## Records shown
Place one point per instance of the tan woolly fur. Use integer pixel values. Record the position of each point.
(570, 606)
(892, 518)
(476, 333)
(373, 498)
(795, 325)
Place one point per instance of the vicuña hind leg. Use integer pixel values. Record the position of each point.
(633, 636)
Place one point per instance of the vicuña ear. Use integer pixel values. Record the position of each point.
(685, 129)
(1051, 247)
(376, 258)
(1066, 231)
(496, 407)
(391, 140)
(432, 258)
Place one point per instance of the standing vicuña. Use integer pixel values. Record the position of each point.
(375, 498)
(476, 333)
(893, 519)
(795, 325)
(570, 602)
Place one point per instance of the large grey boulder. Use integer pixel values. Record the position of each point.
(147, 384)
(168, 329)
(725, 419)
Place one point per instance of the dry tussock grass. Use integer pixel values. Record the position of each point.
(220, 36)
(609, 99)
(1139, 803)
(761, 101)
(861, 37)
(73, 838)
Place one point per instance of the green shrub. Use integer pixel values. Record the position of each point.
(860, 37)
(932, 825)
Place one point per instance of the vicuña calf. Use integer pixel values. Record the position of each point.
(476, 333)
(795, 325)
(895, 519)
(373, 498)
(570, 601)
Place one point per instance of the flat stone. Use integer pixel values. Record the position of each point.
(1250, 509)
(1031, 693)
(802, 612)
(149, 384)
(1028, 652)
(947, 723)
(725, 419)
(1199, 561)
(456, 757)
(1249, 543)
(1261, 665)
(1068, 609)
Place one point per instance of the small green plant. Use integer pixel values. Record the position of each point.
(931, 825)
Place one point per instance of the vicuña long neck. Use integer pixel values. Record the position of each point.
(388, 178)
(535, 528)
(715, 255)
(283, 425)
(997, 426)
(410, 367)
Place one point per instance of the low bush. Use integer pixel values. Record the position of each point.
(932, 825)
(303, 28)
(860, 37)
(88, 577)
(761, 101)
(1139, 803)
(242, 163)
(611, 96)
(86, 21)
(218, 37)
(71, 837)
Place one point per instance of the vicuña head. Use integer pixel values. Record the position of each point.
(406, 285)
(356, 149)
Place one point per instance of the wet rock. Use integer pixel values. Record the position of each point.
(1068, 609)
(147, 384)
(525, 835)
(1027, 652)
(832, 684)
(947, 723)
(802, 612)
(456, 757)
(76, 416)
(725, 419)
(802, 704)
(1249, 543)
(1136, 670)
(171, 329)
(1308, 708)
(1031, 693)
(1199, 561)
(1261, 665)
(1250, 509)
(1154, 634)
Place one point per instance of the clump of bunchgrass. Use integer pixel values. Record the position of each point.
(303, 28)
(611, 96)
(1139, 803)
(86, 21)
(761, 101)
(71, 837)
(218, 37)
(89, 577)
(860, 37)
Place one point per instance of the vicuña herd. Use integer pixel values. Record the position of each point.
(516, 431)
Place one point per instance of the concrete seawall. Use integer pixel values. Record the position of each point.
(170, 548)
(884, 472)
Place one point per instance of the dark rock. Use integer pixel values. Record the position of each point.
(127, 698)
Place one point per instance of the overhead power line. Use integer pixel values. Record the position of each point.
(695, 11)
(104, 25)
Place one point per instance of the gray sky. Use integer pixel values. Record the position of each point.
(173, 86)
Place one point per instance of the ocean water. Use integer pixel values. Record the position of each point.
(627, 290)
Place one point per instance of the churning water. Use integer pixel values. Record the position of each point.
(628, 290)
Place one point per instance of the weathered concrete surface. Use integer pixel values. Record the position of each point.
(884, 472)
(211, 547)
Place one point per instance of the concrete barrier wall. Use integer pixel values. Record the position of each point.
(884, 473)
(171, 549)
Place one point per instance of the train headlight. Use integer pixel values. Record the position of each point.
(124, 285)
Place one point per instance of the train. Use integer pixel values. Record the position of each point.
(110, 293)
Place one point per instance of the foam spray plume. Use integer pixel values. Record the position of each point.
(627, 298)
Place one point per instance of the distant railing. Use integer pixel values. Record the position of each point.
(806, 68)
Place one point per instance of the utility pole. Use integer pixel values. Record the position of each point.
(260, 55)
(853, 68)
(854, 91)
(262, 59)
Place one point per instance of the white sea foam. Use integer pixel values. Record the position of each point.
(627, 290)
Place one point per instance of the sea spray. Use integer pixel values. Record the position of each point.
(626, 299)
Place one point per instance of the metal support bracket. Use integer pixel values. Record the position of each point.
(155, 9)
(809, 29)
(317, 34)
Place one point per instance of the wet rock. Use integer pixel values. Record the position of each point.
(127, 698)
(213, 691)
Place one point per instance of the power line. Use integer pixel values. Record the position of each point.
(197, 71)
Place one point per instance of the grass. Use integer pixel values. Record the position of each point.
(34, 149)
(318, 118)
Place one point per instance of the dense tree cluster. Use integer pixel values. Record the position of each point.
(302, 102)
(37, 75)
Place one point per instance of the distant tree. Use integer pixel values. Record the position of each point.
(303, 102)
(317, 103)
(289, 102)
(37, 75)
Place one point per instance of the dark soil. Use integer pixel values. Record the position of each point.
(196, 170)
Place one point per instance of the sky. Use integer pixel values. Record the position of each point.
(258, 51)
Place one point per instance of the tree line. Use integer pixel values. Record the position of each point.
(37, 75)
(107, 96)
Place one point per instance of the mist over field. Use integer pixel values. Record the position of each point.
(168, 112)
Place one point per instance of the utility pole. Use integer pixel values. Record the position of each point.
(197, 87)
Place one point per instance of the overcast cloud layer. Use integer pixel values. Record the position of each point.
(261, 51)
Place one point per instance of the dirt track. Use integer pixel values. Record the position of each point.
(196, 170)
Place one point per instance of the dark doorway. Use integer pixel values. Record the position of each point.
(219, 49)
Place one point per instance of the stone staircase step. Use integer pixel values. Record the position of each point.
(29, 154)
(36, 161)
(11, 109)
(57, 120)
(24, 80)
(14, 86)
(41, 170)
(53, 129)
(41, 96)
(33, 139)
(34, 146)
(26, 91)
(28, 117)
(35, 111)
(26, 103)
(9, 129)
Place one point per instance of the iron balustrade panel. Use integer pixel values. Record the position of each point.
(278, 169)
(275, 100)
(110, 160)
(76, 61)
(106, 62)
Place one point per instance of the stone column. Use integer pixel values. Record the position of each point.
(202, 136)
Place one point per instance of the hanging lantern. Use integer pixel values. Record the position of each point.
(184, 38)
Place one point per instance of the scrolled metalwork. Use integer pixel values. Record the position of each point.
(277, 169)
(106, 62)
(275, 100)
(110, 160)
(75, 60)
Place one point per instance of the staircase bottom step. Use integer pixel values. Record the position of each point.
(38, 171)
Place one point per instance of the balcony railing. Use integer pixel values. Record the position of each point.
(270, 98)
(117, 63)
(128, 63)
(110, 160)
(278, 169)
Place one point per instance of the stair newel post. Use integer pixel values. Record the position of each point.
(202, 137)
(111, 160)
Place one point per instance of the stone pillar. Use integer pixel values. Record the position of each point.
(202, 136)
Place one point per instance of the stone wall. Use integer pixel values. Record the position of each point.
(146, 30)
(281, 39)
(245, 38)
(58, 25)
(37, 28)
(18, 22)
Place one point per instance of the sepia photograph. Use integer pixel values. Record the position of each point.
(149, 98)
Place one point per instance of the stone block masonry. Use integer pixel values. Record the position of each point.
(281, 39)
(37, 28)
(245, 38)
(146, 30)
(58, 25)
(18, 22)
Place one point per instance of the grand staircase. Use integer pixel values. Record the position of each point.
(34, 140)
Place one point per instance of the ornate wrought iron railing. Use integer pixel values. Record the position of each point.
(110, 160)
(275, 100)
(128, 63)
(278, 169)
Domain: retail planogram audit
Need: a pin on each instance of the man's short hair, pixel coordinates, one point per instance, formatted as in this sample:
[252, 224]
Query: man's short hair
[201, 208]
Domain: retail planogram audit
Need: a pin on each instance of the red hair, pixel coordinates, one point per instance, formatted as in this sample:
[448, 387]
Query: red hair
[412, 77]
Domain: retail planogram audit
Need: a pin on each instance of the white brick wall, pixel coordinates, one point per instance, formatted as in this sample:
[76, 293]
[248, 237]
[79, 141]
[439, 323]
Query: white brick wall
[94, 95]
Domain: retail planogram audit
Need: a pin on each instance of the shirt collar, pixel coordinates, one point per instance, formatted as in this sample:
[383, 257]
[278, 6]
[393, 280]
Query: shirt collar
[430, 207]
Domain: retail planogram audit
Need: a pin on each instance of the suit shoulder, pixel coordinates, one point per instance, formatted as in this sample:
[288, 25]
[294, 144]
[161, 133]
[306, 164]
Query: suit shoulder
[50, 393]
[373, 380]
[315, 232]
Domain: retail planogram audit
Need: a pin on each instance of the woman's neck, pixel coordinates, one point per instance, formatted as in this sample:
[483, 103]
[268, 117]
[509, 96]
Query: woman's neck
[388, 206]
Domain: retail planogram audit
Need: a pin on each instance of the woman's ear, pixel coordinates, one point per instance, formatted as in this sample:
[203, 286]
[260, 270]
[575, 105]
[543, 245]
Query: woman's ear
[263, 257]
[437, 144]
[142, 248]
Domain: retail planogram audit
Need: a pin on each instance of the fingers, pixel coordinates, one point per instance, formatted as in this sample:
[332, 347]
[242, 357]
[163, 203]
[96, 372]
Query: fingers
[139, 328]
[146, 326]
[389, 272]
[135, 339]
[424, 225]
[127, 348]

## Assignment
From the records above, copy every line that holds the word "Need".

## Answer box
Need: a pin on each instance of the man's short hair, pixel coordinates, one point per instance, formatted as in this sample:
Need: a pin on each instance of the red hair, pixel coordinates, one point per instance, formatted as in this sample:
Need: a pin on each instance of the white brick wall, pixel coordinates, one point per instance, formatted as in this sample:
Need: a pin on each instance of the shirt collar, pixel coordinates, one point per instance, formatted as in this sample:
Need: a pin on each instance of the suit shoulder, pixel coordinates, one point per instance, formatted as in this sample:
Need: a pin on each instance of the woman's neck, pixel coordinates, one point per instance, formatted as in this sample:
Need: a pin on each instance of the woman's ear, pixel coordinates, one point per instance, formatted as in this sample:
Need: a pin on each instance of the fingers, pixel coordinates, one point per instance, formatted as in this sample:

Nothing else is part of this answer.